(Exercise)
Which lines below contain the string "covered"? Pick out every one and copy it in full, treating uppercase and lowercase as different.

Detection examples
** start **

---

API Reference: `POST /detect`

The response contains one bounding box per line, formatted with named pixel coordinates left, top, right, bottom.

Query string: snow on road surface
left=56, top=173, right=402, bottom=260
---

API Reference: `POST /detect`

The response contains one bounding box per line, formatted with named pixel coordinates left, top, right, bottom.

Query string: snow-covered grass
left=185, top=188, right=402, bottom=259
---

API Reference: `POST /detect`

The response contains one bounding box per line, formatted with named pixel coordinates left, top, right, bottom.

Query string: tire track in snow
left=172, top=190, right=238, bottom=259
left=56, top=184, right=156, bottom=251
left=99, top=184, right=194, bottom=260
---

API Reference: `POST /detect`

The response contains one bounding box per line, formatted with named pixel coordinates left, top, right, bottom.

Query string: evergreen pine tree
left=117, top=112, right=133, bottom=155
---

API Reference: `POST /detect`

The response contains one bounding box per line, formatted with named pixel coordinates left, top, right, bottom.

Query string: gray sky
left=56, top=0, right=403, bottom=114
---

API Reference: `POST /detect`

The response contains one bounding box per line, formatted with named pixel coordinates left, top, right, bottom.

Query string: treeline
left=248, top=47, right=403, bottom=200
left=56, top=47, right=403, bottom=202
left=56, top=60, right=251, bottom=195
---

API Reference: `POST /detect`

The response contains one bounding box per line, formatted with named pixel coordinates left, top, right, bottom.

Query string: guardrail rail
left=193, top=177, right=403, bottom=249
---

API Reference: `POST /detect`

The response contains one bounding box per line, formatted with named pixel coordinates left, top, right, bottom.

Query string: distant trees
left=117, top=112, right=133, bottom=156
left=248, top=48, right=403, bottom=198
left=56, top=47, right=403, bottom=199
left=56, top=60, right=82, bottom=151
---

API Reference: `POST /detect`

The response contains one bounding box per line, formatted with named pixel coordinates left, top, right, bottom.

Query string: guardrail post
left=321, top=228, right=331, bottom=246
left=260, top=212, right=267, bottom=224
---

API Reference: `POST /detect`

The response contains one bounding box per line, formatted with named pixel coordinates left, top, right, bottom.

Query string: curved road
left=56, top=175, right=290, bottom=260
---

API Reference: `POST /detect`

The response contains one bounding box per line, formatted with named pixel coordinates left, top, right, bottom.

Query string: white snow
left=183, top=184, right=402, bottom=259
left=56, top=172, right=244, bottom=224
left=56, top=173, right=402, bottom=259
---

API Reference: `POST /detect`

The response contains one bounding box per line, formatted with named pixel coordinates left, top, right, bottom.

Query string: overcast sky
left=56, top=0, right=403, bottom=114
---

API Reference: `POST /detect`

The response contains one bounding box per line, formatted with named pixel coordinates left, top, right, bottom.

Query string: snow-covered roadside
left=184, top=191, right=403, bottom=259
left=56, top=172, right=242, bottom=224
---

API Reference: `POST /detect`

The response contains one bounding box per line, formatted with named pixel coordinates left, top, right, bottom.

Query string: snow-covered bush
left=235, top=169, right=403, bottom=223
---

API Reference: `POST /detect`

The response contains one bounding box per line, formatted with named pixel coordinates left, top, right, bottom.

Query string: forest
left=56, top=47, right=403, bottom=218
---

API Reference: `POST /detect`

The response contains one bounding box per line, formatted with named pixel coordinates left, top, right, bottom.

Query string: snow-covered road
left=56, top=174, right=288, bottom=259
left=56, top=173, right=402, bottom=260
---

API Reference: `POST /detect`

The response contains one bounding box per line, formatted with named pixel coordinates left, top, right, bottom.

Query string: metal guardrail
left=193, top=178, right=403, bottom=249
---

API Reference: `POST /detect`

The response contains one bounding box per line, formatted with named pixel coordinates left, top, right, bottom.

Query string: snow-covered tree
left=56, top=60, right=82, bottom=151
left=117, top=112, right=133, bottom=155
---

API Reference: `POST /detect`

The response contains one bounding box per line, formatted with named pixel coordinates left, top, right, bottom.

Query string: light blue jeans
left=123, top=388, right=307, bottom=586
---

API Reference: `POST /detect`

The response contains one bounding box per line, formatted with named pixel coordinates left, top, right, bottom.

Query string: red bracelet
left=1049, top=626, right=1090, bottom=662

** end **

(Correct response)
Query string: snow-covered grass
Query string: snow-covered roadside
Query string: snow-covered bush
Query string: snow-covered road
Query string: snow-covered tree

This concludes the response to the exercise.